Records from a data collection
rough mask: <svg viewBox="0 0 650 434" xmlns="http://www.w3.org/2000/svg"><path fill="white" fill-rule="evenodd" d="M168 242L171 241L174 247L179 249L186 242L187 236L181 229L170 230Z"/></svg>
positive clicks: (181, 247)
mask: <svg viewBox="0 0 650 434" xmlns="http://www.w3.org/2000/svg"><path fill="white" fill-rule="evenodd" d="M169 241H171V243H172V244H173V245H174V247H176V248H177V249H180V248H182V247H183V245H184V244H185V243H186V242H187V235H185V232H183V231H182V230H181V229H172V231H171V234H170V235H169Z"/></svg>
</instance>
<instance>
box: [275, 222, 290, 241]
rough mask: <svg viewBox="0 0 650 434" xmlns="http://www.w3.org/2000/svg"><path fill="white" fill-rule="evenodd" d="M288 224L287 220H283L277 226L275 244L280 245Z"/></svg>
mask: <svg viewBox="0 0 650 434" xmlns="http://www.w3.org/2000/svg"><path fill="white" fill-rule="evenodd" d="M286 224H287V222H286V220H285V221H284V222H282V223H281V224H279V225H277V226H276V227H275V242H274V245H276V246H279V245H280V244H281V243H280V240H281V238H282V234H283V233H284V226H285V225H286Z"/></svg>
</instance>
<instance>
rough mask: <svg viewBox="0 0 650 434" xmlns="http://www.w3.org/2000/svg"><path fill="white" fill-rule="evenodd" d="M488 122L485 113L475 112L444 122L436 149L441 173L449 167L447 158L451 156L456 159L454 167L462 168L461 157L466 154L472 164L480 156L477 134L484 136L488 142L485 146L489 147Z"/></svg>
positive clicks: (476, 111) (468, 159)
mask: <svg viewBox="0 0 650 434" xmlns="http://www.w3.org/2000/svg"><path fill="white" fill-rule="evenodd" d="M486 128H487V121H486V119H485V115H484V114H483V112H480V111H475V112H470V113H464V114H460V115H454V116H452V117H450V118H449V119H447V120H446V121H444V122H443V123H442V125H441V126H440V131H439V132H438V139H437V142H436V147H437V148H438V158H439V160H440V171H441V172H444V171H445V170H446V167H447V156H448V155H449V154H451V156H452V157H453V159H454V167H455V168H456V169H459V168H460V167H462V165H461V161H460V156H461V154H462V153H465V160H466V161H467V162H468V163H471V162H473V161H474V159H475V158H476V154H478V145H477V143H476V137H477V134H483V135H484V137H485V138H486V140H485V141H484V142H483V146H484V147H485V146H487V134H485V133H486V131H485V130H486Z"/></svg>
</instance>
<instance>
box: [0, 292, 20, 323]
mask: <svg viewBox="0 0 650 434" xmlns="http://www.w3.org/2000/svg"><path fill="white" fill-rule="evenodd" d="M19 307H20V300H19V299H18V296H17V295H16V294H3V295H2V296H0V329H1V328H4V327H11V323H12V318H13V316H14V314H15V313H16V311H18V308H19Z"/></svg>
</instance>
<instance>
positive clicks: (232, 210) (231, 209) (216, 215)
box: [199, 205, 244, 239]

__Exercise details__
In full and without changes, give the data above once more.

__Final answer__
rough mask: <svg viewBox="0 0 650 434" xmlns="http://www.w3.org/2000/svg"><path fill="white" fill-rule="evenodd" d="M168 242L171 241L174 247L179 249L186 242L187 236L181 229L170 230Z"/></svg>
positive clicks: (181, 247)
mask: <svg viewBox="0 0 650 434" xmlns="http://www.w3.org/2000/svg"><path fill="white" fill-rule="evenodd" d="M169 241H171V243H172V244H173V245H174V247H176V248H177V249H180V248H182V247H183V245H184V244H185V243H186V242H187V235H185V232H183V231H182V230H181V229H172V231H171V234H170V235H169Z"/></svg>
</instance>
<instance>
box: [275, 222, 290, 241]
rough mask: <svg viewBox="0 0 650 434" xmlns="http://www.w3.org/2000/svg"><path fill="white" fill-rule="evenodd" d="M288 224L287 220H283L277 226L275 244L280 245Z"/></svg>
mask: <svg viewBox="0 0 650 434" xmlns="http://www.w3.org/2000/svg"><path fill="white" fill-rule="evenodd" d="M286 224H287V222H286V220H285V221H284V222H282V223H281V224H279V225H277V226H276V227H275V242H274V245H276V246H279V245H280V244H281V243H280V240H281V238H282V234H283V233H284V226H285V225H286Z"/></svg>
</instance>
<instance>
rough mask: <svg viewBox="0 0 650 434" xmlns="http://www.w3.org/2000/svg"><path fill="white" fill-rule="evenodd" d="M488 122L485 113L475 112L444 122L436 149L441 173L449 167L447 158L451 156L456 159L454 167L462 168L461 157L466 154L472 164L480 156L477 134L484 136L488 142L485 146L489 147Z"/></svg>
positive clicks: (476, 111) (468, 159)
mask: <svg viewBox="0 0 650 434" xmlns="http://www.w3.org/2000/svg"><path fill="white" fill-rule="evenodd" d="M486 128H487V121H486V119H485V115H484V114H483V112H480V111H475V112H470V113H464V114H460V115H454V116H452V117H450V118H449V119H447V120H446V121H444V122H443V123H442V125H441V126H440V131H439V132H438V139H437V142H436V147H437V148H438V158H439V160H440V171H441V172H444V171H445V170H446V167H447V156H448V155H449V154H451V156H452V157H453V159H454V167H455V168H456V169H459V168H460V167H462V165H461V161H460V156H461V154H462V153H465V160H466V161H467V162H468V163H471V162H473V161H474V159H475V158H476V154H478V145H477V143H476V137H477V134H483V135H484V137H485V138H486V140H485V141H484V142H483V146H484V147H485V146H487V134H485V133H486V131H485V130H486Z"/></svg>
</instance>
<instance>
box: [0, 292, 20, 323]
mask: <svg viewBox="0 0 650 434" xmlns="http://www.w3.org/2000/svg"><path fill="white" fill-rule="evenodd" d="M19 307H20V300H19V299H18V296H17V295H16V294H3V295H2V296H0V329H1V328H4V327H11V323H12V318H13V316H14V314H15V313H16V311H18V308H19Z"/></svg>
</instance>
<instance>
positive clicks: (232, 210) (231, 209) (216, 215)
box: [199, 205, 244, 239]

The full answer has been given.